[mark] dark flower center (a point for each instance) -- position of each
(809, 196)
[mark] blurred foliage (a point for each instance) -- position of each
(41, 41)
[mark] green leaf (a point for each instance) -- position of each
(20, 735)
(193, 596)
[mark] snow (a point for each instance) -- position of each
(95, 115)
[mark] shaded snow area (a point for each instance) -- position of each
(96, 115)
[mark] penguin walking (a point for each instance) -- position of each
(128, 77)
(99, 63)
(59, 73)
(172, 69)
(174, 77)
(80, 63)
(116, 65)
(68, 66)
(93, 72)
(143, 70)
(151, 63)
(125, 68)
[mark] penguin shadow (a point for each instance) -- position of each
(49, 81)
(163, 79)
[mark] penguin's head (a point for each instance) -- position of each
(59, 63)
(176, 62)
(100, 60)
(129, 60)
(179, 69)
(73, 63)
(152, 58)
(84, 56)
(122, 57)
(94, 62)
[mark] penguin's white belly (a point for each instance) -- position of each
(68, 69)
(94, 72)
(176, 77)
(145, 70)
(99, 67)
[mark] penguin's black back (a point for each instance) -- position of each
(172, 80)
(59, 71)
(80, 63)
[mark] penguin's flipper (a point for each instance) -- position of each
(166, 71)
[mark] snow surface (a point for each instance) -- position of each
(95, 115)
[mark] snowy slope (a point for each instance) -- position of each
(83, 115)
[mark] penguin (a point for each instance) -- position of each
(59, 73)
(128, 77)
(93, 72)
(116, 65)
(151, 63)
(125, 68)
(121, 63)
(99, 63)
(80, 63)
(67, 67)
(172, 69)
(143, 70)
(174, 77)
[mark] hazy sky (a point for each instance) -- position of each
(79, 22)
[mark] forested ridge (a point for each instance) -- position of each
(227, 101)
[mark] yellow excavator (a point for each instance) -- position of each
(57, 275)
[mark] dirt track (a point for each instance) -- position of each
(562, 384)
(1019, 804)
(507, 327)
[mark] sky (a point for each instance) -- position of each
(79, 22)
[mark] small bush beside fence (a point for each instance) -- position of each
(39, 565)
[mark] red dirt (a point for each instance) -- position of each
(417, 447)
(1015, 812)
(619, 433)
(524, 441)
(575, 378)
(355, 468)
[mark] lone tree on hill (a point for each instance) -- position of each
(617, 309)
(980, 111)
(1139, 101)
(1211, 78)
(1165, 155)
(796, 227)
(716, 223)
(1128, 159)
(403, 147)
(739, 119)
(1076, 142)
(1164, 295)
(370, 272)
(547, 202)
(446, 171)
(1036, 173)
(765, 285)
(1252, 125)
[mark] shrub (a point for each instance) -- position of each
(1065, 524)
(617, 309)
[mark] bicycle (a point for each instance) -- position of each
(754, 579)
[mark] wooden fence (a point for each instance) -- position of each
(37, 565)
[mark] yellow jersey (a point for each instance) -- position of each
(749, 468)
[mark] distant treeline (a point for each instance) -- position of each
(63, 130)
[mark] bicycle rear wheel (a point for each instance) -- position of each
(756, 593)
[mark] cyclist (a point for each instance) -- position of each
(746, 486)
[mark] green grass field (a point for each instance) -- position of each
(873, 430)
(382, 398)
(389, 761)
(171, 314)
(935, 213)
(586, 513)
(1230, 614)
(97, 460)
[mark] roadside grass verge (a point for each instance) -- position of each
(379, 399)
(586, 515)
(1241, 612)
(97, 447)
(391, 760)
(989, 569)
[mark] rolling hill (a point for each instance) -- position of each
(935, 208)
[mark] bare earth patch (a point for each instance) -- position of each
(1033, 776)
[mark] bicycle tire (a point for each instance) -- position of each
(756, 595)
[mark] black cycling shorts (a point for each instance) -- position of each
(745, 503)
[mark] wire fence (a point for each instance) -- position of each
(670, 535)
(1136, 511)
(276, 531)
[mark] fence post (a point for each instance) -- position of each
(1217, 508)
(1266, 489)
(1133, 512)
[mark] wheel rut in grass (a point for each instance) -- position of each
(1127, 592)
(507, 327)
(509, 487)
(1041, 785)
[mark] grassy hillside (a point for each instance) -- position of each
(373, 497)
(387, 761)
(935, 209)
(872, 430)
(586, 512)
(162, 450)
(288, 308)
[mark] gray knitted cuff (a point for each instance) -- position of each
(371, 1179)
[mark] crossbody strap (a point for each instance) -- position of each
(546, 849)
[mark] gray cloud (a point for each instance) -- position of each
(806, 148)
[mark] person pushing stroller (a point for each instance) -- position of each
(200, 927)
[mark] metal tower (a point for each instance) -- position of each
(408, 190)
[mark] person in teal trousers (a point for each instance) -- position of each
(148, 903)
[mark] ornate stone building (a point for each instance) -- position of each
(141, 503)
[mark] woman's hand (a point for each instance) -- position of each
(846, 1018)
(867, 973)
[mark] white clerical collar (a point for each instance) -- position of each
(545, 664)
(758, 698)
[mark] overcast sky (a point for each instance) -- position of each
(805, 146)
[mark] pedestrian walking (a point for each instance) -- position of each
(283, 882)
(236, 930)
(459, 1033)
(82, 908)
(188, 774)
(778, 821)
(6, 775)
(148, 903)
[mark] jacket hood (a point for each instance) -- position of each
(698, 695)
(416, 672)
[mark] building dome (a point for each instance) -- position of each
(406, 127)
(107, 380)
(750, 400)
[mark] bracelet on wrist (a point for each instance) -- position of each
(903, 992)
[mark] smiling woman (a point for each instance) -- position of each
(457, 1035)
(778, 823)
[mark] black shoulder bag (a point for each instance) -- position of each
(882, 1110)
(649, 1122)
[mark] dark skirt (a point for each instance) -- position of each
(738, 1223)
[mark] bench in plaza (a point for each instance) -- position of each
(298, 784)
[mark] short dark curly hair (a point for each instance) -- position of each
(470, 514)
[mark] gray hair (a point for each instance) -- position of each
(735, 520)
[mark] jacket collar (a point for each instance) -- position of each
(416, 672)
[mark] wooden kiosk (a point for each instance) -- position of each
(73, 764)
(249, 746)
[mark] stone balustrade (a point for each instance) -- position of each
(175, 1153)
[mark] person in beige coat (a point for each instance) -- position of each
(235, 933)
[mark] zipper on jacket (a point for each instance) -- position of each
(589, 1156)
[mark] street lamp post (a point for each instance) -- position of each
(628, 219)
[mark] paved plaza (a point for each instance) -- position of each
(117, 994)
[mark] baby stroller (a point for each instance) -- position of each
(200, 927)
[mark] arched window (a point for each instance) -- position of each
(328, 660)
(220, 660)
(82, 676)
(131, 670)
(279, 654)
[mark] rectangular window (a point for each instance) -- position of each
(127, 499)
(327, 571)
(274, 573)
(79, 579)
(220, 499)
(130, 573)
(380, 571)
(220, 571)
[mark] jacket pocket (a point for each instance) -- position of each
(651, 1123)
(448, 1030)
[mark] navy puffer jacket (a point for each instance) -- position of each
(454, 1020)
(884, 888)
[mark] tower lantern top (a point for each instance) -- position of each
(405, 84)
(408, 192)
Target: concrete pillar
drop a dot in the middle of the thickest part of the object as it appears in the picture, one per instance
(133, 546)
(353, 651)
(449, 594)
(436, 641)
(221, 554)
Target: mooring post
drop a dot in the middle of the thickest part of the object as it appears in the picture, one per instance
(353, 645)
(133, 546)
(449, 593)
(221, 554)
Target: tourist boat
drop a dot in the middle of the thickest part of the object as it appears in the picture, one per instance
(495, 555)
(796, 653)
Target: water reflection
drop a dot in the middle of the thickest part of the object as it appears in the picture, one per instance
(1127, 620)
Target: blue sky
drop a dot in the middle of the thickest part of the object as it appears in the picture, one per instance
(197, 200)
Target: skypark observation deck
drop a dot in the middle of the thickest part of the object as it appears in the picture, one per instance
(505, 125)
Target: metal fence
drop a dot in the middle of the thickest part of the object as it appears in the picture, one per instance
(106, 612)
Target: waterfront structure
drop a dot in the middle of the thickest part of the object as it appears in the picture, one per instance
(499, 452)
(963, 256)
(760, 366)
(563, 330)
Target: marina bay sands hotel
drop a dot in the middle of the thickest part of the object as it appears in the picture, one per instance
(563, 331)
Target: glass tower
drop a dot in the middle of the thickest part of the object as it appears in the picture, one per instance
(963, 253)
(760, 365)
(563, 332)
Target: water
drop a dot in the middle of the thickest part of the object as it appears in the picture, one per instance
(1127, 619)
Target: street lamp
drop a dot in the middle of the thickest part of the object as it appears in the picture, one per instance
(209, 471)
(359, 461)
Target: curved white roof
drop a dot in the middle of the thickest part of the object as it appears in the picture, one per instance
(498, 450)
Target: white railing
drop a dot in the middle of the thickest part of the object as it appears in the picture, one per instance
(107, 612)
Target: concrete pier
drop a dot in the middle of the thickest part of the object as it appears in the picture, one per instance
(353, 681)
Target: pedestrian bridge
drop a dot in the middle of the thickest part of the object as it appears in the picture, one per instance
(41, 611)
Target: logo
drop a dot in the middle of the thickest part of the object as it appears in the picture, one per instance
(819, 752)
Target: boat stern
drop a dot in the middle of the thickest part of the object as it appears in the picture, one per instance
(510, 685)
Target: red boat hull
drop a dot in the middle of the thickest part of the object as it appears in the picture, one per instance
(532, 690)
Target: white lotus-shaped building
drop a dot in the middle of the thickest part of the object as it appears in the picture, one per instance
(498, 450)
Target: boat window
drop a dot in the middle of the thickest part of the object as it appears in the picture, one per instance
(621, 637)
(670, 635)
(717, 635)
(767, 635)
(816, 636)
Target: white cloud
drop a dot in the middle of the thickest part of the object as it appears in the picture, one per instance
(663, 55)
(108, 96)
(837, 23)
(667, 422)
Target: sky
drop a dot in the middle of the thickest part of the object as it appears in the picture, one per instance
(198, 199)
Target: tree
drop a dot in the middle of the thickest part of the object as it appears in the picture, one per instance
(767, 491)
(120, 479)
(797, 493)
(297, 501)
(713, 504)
———
- **Aim**: Extract, exactly as they appear, the lines from the one containing "Target: boat stern" through the final line.

- **Answer to the task**:
Target: boat stern
drop a dot in the middle of the thickest part of the object as it appears in the picture, one per instance
(510, 685)
Target: red boat hull
drop a dot in the middle of the thickest part of the object as it appears in the picture, one per instance
(532, 690)
Target: white lotus-shaped building
drop a dot in the middle of the thickest part of the object as it appears in the picture, one per instance
(498, 450)
Target: boat window
drop a dot in the middle of the thickest part of the object as it appears in the picture, one per instance
(621, 637)
(670, 635)
(717, 635)
(767, 635)
(816, 636)
Target: white cloud
drop a dot in the middle of the thickest part of the object as it appears in the picture, one per instance
(663, 55)
(108, 96)
(837, 23)
(667, 422)
Target: sky
drop a dot in the middle of the thickest part of the object as it appears in the picture, one per instance
(198, 199)
Target: tree
drop a dot in the middle of the thickest part of the object as it appears in the picture, one per instance
(767, 491)
(120, 479)
(797, 493)
(297, 501)
(713, 504)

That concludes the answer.